+++ SUPPLIED TEXT
Spurred in part by new tariffs on many imported goods, including 25% charges on foreign cars that President Donald Trump announced Wednesday, some companies have said they may shift select operations to America. New factories planned for the U.S. will not only be safer and more efficient. They will also be among the most modern in the world, helping America begin to catch up with manufacturing standouts like Germany and Japan.

Encouragingly, most companies are not aiming to eliminate humans from the factory floor. Instead, they hope to meld the functionality of robots with the adaptability of workers. That way, factories can quickly pivot no matter what happens: more tariffs, supply chain disruptions, or another unforeseen event.

Why We Wrote This

Talk of tariffs often comes with references to companies reshoring or coming to the United States to avoid the extra fees. What benefit will that be for American workers? A look at the latest evidence from reshoring.
++++++
WORK ITEM A — In the reshoring article, what charge did President Donald Trump announce on foreign cars?
WORK ITEM B — For each statement, say yes or no according to the reshoring article, and quote the words that decide it. (i) Most companies want to remove humans from the factory floor. (ii) The new factories planned for the U.S. will be among the most modern in the world. (iii) The article names Germany and Japan as manufacturing standouts.
WORK ITEM C — Carry on the reshoring article from its last sentence.
+++ STORED DATA
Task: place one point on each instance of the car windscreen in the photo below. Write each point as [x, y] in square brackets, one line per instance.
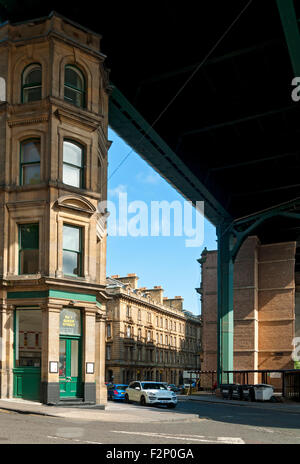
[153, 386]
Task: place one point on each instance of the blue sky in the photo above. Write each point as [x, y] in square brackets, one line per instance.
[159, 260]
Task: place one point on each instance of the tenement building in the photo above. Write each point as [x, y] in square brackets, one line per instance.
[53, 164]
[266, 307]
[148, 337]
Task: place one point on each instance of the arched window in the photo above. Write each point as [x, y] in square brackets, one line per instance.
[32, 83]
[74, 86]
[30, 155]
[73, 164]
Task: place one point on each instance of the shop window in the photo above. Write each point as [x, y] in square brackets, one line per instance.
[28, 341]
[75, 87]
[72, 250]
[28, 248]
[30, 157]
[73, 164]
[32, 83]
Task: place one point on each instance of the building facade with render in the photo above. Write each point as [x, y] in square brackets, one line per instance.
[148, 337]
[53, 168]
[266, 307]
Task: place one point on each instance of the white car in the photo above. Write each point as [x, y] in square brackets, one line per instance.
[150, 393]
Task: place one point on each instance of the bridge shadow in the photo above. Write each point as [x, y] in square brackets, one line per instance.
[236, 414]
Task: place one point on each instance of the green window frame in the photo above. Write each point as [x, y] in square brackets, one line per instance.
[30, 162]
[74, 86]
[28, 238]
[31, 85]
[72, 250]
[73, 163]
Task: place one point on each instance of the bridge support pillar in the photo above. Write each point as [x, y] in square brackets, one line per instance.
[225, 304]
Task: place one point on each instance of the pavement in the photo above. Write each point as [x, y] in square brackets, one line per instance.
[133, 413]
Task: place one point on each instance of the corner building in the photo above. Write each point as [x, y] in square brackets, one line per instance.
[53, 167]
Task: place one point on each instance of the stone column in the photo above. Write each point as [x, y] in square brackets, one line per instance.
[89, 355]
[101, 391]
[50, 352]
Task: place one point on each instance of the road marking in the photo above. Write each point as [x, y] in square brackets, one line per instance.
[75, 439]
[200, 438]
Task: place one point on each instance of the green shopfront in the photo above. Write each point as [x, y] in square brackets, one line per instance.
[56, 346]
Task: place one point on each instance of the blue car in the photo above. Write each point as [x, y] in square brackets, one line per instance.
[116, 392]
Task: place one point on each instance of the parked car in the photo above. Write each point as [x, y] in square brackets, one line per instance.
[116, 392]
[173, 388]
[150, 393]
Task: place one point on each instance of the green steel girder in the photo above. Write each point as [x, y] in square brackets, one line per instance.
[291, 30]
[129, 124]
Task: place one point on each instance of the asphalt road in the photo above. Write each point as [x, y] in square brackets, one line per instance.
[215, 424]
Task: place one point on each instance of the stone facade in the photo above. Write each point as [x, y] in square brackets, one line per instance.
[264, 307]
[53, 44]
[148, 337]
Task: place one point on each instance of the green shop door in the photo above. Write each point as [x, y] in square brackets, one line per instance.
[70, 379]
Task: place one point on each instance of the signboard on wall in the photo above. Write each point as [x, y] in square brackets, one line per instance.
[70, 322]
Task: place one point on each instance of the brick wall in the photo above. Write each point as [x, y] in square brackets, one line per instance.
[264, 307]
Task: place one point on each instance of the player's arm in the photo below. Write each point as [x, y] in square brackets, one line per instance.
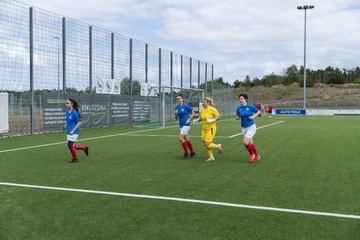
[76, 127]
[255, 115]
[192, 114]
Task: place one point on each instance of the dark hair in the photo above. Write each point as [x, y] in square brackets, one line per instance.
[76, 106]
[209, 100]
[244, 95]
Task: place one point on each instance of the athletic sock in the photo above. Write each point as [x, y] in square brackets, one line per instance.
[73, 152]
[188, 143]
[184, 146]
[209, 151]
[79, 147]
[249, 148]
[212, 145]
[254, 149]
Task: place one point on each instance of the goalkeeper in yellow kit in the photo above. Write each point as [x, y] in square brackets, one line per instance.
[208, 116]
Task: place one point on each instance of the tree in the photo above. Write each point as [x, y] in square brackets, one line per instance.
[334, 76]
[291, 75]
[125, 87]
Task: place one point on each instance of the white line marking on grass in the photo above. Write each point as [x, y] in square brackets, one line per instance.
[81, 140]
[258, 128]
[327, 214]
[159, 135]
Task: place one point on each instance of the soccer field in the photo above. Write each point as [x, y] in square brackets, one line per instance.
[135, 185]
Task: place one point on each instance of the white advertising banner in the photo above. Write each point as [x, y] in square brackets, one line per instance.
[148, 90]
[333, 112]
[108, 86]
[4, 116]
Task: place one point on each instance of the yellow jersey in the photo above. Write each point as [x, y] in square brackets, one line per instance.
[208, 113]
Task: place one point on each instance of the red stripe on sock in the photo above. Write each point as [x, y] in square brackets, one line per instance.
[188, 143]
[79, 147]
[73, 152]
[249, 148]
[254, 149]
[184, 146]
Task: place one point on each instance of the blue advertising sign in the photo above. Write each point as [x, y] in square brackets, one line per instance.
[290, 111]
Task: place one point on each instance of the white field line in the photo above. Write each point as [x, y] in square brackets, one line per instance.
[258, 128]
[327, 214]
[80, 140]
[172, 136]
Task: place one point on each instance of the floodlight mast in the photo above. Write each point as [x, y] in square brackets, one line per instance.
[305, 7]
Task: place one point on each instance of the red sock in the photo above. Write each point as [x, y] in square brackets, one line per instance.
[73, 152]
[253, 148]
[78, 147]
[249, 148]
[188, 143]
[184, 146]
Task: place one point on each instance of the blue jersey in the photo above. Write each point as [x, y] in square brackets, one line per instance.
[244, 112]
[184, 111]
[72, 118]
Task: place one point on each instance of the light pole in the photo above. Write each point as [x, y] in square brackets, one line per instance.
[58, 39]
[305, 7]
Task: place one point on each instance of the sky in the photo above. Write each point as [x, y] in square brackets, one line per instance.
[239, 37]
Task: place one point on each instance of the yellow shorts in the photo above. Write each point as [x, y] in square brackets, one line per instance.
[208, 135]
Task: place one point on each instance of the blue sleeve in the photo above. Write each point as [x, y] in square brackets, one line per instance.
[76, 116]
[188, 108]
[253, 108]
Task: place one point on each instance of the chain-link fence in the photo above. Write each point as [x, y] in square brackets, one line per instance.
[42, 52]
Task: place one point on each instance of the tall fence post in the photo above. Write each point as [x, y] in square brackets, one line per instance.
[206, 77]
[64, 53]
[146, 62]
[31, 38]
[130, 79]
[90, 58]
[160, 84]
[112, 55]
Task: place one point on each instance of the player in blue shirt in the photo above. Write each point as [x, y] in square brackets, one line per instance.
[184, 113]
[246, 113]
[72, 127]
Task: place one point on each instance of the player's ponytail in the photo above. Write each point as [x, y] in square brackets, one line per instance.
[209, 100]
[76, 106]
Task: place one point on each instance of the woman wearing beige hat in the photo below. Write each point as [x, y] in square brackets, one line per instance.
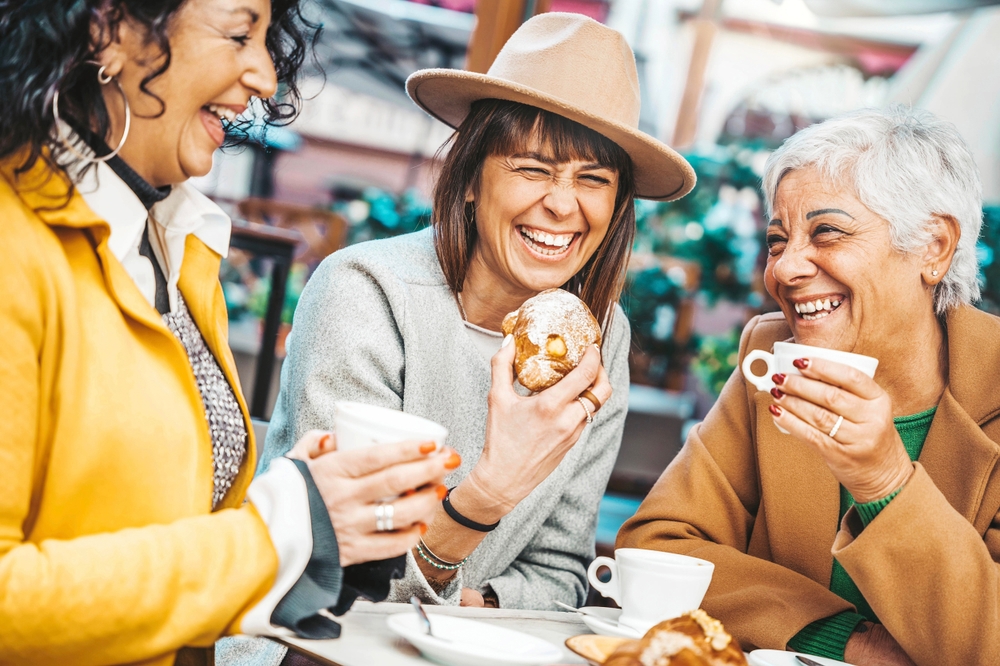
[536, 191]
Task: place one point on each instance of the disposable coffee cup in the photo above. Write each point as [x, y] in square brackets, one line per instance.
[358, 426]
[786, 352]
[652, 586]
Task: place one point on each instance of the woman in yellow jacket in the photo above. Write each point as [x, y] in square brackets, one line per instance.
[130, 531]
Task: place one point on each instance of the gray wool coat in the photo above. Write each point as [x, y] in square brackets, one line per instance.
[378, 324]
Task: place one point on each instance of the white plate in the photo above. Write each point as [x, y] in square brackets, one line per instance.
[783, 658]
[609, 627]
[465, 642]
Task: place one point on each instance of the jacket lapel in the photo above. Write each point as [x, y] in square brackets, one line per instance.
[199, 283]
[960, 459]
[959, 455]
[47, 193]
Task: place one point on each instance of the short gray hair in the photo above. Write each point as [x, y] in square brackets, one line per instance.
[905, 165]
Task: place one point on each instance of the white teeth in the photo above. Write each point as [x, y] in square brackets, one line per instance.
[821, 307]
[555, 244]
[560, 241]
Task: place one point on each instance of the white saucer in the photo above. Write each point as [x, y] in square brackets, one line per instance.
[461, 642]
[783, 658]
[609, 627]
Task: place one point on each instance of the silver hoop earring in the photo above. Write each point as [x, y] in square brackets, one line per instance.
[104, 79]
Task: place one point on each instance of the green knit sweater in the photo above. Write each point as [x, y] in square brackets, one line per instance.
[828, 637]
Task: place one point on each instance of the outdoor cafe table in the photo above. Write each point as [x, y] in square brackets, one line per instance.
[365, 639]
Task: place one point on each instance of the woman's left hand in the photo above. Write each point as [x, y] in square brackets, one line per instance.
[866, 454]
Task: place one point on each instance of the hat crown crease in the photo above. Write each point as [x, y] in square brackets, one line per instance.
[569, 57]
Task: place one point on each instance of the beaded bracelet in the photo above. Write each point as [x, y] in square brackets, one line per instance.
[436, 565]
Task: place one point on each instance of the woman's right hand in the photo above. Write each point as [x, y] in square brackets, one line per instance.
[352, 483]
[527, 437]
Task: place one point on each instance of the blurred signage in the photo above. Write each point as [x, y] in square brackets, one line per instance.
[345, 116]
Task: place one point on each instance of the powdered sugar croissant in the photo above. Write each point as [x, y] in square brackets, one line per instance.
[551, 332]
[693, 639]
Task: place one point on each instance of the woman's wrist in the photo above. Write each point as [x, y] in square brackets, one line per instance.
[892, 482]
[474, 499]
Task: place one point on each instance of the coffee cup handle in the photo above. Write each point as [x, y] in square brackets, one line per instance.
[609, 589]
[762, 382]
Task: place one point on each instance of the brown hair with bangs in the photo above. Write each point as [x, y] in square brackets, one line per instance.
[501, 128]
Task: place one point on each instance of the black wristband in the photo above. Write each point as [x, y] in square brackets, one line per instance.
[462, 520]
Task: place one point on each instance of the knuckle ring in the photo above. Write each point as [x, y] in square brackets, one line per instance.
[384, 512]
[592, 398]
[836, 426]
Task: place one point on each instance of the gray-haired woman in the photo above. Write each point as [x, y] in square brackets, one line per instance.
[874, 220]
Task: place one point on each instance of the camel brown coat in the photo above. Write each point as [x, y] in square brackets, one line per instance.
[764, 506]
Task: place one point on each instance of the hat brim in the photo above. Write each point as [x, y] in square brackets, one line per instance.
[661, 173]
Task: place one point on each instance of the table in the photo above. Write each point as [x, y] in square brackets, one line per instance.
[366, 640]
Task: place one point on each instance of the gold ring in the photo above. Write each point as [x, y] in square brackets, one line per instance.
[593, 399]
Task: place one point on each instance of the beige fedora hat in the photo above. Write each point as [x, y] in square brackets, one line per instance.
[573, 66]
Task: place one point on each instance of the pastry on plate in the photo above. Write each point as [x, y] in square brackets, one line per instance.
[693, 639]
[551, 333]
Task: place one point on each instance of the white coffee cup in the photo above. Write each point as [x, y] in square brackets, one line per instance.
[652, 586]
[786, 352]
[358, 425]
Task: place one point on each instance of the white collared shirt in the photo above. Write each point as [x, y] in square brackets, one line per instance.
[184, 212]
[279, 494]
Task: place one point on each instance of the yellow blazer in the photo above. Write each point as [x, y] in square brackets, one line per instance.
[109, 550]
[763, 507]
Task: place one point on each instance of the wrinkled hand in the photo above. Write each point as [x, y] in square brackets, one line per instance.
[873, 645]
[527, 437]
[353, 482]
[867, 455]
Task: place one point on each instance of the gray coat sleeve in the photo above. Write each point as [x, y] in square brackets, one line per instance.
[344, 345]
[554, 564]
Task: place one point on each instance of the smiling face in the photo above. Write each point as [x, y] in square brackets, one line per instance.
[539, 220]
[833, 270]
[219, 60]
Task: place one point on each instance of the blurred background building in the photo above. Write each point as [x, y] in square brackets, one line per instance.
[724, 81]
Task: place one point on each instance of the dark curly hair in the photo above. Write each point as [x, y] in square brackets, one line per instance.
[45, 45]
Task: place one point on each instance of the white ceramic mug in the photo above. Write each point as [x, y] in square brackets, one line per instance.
++++++
EXERCISE RESPONSE A — A 25% charge on foreign cars.

EXERCISE RESPONSE B —
(i) No: "most companies are not aiming to eliminate humans from the factory floor."
(ii) Yes: "They will also be among the most modern in the world."
(iii) Yes: "manufacturing standouts like Germany and Japan."

EXERCISE RESPONSE C —
To accomplish this, companies are leaning into artificial intelligence.

“The future of America is advanced manufacturing with AI at the center,” says Olaf Groth, a business and public policy professor at the University of California, Berkeley’s Haas School of Business and CEO of Cambrian Futures, an analysis and futurist firm for AI and emerging technology.

Propelled by tariffs

The push to set up automated factories in the U.S. stems in part from the tariffs that the Trump administration has imposed or threatened to impose. Companies can avoid adding to their costs by producing domestically. But the move to bring back American manufacturing started earlier, with the pandemic.